State Two: I wear street clothes, occasionally with special, padded cycling underwear but more often not, and I am more inclined to ride my city bike with its upright bars, racks and heavy U-lock. Although there is an old-school mechanical cyclometer on my front wheel, I usually have no idea how fast I'm going, and most of the time don't care. My flat-soled sneakers push BMX platform pedals with toe-cages bolted on, the toe-cage a holdover from my teenage years that I cannot let go of even in street clothes. I still wear a helmet -- I like my brain too much to take chances without it -- but the rest of my ensemble seems to give me permission to putter along, spinning in low gears and not worrying in the least when I am passed by every other rider on the road. I make many stops, at yard sales and gardens and friends' homes, and don't pay much attention to the clock. In this state I don't mind looking -- or riding -- like a non-athlete, a "schlub", a regular person with no pretensions to athletic greatness, and no concern about it either. 
 
The odd thing is that I am unwilling to give up on either kind of riding. And so I waver back and forth, seeking out a new "athletic" cycling goal each year and trying it on for size. For the last two years it's been long-distance riding, hanging out with the Rando crowd. The rides, mostly on the west side of town, have been beautiful, and I've enjoyed -- or suffered -- my way through each. With distance rather than time being the primary goal, I've surprised myself and achieved things I didn't think possible. Now I know I'm capable of metric centuries (100k/62.5 miles) and have completed several of them. Will I try going for a 200k brevet? It's not clear, and lately it doesn't seem to matter so much. The fact that I've ridden SIX metric centuries in the last two years is amazing enough for someone like me, and knowing that I can go out and do it again feels good.

__________

### Task requirements
a. Reproduce, word for word, everything in the cycling passage from "The odd thing" down to "again feels good.".
b. Quote the entries exactly, starting at the line that contains "Where can you spot the sea" and continuing down to the last line of the entries.

(Dataset rows)
__________

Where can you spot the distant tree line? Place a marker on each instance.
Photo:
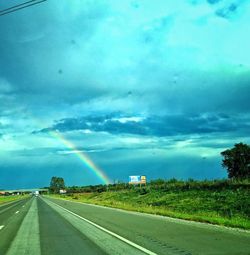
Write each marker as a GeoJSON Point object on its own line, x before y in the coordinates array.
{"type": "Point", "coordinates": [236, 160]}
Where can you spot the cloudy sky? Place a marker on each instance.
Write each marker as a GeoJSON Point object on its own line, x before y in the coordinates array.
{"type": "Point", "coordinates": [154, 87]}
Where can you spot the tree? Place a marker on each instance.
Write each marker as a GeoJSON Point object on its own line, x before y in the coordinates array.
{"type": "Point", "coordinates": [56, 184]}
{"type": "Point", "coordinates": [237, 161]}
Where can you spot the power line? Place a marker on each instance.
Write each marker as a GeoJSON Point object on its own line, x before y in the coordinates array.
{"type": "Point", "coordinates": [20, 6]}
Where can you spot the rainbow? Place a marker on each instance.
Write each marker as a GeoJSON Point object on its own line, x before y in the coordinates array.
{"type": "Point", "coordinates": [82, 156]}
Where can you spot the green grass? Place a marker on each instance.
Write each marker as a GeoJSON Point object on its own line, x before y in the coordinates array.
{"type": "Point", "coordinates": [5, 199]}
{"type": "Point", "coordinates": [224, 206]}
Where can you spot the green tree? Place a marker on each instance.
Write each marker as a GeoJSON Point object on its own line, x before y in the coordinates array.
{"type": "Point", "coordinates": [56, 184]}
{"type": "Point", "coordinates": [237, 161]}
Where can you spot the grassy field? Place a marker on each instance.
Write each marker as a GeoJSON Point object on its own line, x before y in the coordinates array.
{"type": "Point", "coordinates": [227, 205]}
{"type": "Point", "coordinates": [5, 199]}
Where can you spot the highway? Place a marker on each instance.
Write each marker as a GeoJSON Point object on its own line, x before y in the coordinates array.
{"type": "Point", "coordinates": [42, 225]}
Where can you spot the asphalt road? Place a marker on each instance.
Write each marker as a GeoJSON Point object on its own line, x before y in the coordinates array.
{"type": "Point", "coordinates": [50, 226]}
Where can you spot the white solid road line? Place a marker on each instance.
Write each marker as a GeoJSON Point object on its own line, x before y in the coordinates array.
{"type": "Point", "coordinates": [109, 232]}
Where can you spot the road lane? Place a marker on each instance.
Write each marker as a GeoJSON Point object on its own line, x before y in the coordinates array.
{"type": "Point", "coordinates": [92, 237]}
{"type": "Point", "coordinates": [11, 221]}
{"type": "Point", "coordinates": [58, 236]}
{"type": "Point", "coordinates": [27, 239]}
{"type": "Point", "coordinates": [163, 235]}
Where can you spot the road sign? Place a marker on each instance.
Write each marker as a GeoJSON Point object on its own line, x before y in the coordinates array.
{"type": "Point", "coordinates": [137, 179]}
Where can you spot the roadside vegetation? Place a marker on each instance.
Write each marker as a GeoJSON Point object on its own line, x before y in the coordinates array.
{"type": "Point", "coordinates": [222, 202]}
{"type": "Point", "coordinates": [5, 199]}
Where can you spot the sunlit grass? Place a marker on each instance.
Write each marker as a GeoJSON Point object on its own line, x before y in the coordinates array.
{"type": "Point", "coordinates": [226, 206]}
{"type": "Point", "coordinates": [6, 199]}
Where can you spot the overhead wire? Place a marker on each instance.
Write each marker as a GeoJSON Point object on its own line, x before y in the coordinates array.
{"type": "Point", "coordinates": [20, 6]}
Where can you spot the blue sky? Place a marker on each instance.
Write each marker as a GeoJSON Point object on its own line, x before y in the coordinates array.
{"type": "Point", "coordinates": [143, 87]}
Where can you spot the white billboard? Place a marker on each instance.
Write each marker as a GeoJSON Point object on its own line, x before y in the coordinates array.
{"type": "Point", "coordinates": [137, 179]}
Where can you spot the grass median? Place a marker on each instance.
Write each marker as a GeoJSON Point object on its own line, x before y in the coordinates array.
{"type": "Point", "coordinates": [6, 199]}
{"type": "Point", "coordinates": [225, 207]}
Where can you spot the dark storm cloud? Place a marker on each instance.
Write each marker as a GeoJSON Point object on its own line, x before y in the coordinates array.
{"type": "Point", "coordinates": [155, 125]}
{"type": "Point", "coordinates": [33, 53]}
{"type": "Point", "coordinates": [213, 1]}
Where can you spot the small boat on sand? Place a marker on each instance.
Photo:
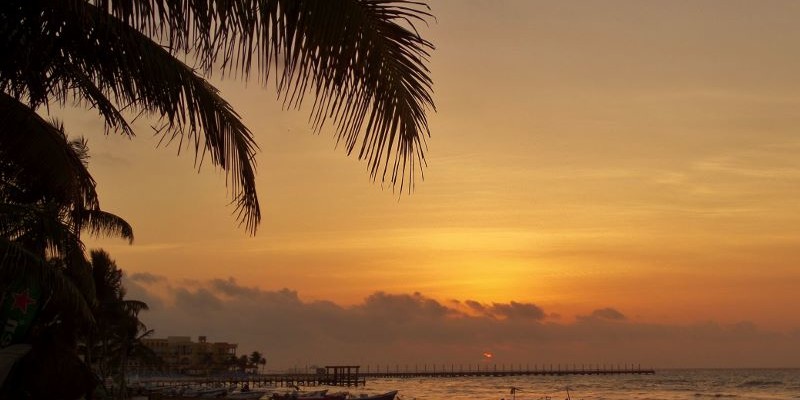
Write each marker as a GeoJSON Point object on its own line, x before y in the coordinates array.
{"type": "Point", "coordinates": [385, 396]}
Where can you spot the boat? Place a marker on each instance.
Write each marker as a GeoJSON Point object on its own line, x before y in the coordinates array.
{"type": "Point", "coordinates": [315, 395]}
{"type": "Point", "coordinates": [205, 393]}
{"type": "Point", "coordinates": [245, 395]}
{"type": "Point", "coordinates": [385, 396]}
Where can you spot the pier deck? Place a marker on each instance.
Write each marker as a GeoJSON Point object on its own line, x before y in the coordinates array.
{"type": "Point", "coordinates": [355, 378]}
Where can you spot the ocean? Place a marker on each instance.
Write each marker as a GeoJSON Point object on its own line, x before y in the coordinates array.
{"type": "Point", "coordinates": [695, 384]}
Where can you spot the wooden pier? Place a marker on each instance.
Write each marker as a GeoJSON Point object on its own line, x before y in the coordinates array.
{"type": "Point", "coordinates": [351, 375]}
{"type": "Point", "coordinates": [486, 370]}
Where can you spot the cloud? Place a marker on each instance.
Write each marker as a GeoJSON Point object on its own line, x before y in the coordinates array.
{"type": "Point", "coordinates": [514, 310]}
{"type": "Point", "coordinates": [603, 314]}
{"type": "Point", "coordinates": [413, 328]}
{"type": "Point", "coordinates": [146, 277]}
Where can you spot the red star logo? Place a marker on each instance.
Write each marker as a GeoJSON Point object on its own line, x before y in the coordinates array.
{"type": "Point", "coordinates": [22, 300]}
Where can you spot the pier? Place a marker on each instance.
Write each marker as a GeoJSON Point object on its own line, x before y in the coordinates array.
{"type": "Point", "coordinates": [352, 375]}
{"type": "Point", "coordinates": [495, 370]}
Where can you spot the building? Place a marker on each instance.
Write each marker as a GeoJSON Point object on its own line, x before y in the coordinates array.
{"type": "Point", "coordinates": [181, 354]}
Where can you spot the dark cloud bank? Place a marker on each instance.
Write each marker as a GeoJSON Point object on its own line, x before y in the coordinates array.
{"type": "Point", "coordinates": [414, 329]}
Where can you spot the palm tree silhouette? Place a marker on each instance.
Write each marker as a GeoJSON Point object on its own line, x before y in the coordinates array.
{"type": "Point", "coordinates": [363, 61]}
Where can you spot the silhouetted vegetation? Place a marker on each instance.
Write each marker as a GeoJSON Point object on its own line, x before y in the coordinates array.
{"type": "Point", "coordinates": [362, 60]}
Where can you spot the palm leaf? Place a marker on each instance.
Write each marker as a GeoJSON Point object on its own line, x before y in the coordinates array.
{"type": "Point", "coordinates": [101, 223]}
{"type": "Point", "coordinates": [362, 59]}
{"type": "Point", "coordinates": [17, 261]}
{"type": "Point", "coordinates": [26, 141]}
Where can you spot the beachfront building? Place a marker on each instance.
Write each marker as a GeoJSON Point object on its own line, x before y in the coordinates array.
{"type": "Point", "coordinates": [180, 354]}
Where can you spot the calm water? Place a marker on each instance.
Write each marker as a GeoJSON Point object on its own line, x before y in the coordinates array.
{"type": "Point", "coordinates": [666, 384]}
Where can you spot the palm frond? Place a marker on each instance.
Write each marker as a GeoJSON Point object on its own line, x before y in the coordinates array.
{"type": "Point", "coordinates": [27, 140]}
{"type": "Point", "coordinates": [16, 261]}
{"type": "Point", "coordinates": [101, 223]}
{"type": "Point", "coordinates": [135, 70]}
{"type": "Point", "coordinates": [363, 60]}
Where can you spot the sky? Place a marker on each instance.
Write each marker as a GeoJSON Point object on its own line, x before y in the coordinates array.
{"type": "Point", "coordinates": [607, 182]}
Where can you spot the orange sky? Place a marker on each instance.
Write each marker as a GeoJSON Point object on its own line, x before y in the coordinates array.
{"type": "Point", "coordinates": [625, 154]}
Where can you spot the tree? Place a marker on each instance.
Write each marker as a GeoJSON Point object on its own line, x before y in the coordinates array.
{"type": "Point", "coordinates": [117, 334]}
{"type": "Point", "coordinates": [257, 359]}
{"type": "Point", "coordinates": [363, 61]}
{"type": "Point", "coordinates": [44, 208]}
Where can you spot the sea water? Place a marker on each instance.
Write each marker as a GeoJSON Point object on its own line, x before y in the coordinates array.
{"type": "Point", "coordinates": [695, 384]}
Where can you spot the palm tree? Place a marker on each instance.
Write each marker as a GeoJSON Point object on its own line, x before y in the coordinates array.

__________

### Set of answers
a.
The odd thing is that I am unwilling to give up on either kind of riding. And so I waver back and forth, seeking out a new "athletic" cycling goal each year and trying it on for size. For the last two years it's been long-distance riding, hanging out with the Rando crowd. The rides, mostly on the west side of town, have been beautiful, and I've enjoyed -- or suffered -- my way through each. With distance rather than time being the primary goal, I've surprised myself and achieved things I didn't think possible. Now I know I'm capable of metric centuries (100k/62.5 miles) and have completed several of them. Will I try going for a 200k brevet? It's not clear, and lately it doesn't seem to matter so much. The fact that I've ridden SIX metric centuries in the last two years is amazing enough for someone like me, and knowing that I can go out and do it again feels good.

b.
Where can you spot the sea water? Place a marker on each instance.
Write each marker as a GeoJSON Point object on its own line, x before y in the coordinates array.
{"type": "Point", "coordinates": [695, 384]}
Where can you spot the palm tree? Place a marker on each instance.
Write each marker as a GeoJSON Point object on its own line, x before y in the coordinates array.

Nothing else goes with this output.